** Begin **
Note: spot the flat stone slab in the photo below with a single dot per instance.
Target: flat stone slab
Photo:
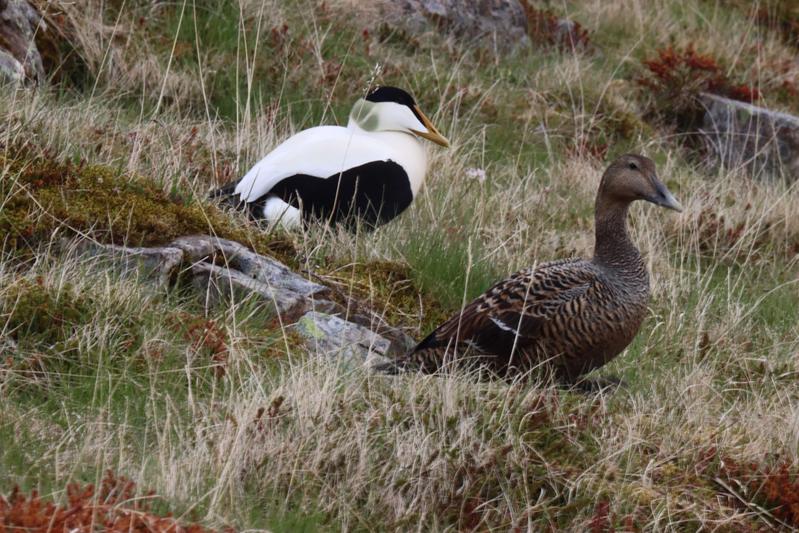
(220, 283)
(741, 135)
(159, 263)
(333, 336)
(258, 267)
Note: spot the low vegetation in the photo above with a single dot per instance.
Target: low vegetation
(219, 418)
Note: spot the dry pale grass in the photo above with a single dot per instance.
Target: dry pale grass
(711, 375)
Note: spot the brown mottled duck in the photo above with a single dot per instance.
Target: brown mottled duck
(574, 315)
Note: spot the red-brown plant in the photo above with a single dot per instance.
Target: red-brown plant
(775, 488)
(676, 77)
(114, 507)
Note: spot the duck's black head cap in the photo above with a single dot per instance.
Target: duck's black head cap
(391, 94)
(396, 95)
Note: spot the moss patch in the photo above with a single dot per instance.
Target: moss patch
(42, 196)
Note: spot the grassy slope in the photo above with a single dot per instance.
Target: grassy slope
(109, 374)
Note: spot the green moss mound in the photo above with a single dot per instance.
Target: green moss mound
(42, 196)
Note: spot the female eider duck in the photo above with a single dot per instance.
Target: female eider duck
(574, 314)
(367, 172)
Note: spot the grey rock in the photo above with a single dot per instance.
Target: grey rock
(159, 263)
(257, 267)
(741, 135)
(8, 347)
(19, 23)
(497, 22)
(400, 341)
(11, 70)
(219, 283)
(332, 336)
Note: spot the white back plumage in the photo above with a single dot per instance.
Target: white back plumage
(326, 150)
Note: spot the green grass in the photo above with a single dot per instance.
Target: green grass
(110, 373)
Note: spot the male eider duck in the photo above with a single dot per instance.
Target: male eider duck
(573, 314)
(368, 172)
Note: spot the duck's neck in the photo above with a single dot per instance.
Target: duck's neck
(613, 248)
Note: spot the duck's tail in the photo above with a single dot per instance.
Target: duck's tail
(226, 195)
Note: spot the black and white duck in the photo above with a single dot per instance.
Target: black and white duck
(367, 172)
** End **
Description of the task: Could you rewrite everything from the line containing "Note: spot the duck's tail" down to the last of the rows above as a JSON list of strings, with one string per line and blank lines left out?

Finished answer:
[
  "Note: spot the duck's tail in the photo above with a single dot per instance.",
  "Target: duck's tail",
  "(226, 195)",
  "Note: spot the black and white duck in the photo above with a single dot per instance.",
  "Target: black and white duck",
  "(367, 172)"
]